## Given problem
Format the lines of the material as a JSON list of strings, one string per line and no blank lines, starting at the line containing "Trace the outline of every instance of the train" and ending at the line containing "POLYGON ((52 203, 204".

## Provided data
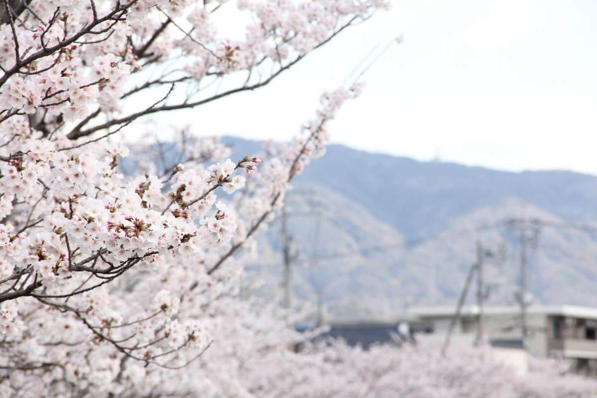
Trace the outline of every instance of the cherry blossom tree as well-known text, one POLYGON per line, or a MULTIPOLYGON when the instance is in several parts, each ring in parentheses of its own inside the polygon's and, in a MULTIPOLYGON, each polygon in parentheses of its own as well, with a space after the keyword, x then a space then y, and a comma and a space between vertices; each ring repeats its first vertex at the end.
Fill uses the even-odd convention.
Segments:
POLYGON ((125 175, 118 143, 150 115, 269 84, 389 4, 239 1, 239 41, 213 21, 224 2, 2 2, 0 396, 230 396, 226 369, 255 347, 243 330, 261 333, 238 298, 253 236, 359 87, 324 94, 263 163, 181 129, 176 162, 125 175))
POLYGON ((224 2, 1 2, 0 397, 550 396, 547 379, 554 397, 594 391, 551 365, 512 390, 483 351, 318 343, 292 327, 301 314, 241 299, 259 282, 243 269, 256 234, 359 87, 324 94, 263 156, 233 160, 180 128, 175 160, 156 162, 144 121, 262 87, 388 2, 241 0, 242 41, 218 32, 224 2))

* * *

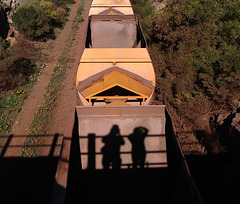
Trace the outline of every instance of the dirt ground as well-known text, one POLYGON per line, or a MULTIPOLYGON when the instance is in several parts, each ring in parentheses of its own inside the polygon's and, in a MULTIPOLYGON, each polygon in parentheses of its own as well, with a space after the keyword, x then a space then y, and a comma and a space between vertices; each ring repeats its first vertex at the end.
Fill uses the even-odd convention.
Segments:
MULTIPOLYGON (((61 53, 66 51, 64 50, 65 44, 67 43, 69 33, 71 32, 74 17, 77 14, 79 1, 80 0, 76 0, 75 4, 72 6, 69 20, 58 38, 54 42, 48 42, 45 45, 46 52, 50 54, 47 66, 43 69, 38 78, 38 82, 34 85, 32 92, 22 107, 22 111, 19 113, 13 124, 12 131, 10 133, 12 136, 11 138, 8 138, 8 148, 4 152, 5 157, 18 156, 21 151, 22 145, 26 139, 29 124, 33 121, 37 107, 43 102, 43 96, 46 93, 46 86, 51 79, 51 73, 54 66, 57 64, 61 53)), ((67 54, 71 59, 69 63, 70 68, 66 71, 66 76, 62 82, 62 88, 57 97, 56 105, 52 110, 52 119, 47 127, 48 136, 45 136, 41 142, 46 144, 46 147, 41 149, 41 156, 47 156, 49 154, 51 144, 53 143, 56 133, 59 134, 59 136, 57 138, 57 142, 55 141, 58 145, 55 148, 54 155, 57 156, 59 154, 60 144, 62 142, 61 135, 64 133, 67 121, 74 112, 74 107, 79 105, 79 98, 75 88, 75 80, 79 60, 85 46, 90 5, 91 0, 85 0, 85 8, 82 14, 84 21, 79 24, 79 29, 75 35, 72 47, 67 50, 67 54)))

==

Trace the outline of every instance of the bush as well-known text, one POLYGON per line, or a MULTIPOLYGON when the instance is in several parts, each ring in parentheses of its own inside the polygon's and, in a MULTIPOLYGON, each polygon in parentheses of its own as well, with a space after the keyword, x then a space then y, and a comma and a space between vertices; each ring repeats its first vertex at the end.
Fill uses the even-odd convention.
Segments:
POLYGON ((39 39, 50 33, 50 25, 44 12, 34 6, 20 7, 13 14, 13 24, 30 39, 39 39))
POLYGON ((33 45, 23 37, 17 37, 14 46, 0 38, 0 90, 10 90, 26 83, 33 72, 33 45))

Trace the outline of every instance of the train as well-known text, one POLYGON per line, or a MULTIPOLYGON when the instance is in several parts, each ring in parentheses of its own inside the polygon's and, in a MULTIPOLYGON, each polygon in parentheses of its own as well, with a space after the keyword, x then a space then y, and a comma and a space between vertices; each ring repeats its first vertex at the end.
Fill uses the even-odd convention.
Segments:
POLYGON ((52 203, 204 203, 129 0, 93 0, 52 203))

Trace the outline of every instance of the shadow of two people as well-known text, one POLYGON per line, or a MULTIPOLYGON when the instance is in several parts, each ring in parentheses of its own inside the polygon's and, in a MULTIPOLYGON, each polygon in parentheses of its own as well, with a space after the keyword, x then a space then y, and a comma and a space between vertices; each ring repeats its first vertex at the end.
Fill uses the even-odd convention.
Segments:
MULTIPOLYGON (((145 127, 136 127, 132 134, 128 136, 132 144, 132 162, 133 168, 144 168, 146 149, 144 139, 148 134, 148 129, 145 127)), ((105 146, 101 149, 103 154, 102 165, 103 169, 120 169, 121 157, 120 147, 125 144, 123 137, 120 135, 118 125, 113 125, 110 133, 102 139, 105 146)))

## Task result
[
  "Trace the outline of every instance of the train as well-known text, one POLYGON per line, or a MULTIPOLYGON when the instance is in several parts, each ring in parentheses of its own inside the polygon's and, in a MULTIPOLYGON, each polygon in parentheses of its own as well, with a space after the keyword, x then a space then y, and a comma and a space between vertices; each ring repeats its first vertex at the end.",
  "Fill uses the even-odd convention.",
  "Segments:",
  "POLYGON ((52 203, 204 203, 129 0, 93 0, 52 203))"
]